Instruction: Reproduce each of the following records verbatim, line for line.

——

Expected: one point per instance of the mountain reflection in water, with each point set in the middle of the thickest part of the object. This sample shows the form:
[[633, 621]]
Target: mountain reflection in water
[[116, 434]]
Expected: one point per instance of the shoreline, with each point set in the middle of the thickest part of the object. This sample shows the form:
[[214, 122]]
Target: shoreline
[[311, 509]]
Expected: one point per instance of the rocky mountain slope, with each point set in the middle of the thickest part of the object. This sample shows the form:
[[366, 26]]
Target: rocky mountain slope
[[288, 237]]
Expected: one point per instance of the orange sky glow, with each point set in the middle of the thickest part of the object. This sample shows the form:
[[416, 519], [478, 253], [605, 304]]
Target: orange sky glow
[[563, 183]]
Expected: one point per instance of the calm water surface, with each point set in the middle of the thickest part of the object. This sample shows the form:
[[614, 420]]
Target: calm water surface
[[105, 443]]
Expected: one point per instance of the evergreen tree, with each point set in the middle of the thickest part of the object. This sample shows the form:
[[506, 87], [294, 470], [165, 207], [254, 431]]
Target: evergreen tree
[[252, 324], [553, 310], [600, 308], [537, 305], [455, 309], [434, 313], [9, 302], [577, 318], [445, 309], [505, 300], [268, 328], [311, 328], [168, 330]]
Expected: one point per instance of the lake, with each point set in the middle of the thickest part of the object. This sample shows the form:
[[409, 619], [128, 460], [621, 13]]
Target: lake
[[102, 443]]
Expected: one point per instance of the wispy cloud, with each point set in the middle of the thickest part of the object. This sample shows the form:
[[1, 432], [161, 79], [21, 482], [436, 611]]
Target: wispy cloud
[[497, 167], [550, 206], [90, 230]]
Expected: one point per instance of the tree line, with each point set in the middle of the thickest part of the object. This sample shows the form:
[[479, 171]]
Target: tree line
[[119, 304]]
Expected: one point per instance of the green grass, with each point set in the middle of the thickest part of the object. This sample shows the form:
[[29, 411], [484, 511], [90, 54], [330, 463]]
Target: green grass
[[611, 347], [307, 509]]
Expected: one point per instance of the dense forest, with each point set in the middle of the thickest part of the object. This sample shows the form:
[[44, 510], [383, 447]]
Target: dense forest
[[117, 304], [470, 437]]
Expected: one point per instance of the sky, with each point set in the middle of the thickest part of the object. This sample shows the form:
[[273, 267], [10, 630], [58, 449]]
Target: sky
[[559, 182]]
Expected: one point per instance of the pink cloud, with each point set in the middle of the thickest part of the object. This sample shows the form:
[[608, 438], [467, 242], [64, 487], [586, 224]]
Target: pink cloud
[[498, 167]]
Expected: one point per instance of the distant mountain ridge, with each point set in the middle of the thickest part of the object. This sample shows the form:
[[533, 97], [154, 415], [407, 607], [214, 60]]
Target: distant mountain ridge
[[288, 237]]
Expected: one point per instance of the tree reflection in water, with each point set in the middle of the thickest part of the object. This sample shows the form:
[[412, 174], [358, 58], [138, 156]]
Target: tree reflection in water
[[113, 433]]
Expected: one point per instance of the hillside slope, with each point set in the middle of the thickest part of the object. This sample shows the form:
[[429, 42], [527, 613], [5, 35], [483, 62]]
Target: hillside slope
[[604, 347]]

——

Output:
Expected: one point per instance of the mountain reflection in water, with each point set in the middle of the thickest part of the object. This sample shows the form:
[[633, 621]]
Target: mountain reflection in water
[[116, 434]]
Expected: one point per instance of the shoreline, with each point set in the middle of the thickest part of the object. This sample shows the form:
[[214, 122]]
Target: shoreline
[[311, 509]]
Expected: one point per instance of the rocky mountain slope, with each point set in the middle of the thickest part of the object. This sample shows the form:
[[366, 26]]
Target: rocky mountain slope
[[288, 237]]
Expected: one point per instance of the orange sky glow, with each point set in the middle of the thickest part of the object. This sample shows the form:
[[416, 519], [478, 253], [605, 304]]
Target: orange sky glow
[[563, 183]]
Expected: one point per instance of the calm water surface, with each point set in the middle of the thickest part of the object. This sample shows the form:
[[614, 420]]
Target: calm water surface
[[105, 443]]
Expected: one point per instance of the evergreen tree, with each point set in the middle of the thickest part of the object. This sample shows the form:
[[506, 87], [294, 470], [165, 207], [254, 431]]
Target: evergreen tree
[[252, 324], [553, 310], [600, 308], [537, 305], [455, 309], [434, 313], [9, 302], [577, 318], [445, 309], [505, 300], [268, 328], [311, 328], [168, 330]]
Expected: one point per instance of the lake, with each point set in the middle of the thickest part of the object. This sample shows the form:
[[409, 619], [128, 460], [621, 13]]
Target: lake
[[102, 443]]
Expected: one point per instance of the wispy cloud, with each point set in the middle of the thickest part of the object. This sample shows the form:
[[1, 432], [161, 79], [21, 482], [436, 611]]
Target: wispy cloud
[[497, 167], [550, 206], [90, 230]]
Expected: one point per instance of the tree line, with each point set in the middle of the thickest part of the object. This sample shows the form:
[[479, 171]]
Target: tree line
[[119, 304]]
Expected: one point per instance of the green grass, with each point set in the middle of the thickest part of the object. This sample shows the form:
[[29, 411], [484, 511], [90, 54], [330, 463]]
Target: green grass
[[611, 347], [307, 509]]
Expected: one point per instance of the dense forest, with each point set in the middle of the thickest part of the object. This sample shows the form:
[[44, 510], [383, 447]]
Target: dense forest
[[117, 304], [470, 437]]
Expected: one point per instance of the sky, with each point set in the middle of the thickest part of the object. This sample shows the form:
[[273, 267], [10, 630], [58, 449]]
Target: sky
[[559, 182]]
Expected: one point per instance of the pink cloud, with each point set in the middle of the thickest part of the object. This sample shows the form:
[[608, 438], [467, 242], [64, 487], [586, 224]]
Target: pink cloud
[[498, 167]]
Expected: one point per instance of the distant mountain ridge, with each point set in the middle of the thickest part of the object. This sample shows the form:
[[533, 97], [154, 415], [407, 607], [214, 60]]
Target: distant mountain ridge
[[288, 237]]
Expected: one point per instance of the tree reflection in water, with each point set in the middle of the thickest part of the object. This sample shows the form:
[[412, 174], [358, 58], [138, 156]]
Target: tree reflection in water
[[113, 433]]
Expected: one point per instance of the hillside slope, with each point set in the middle of the thickest part of the object. This sample shows the form:
[[429, 42], [527, 613], [5, 35], [483, 62]]
Target: hillside slope
[[604, 347]]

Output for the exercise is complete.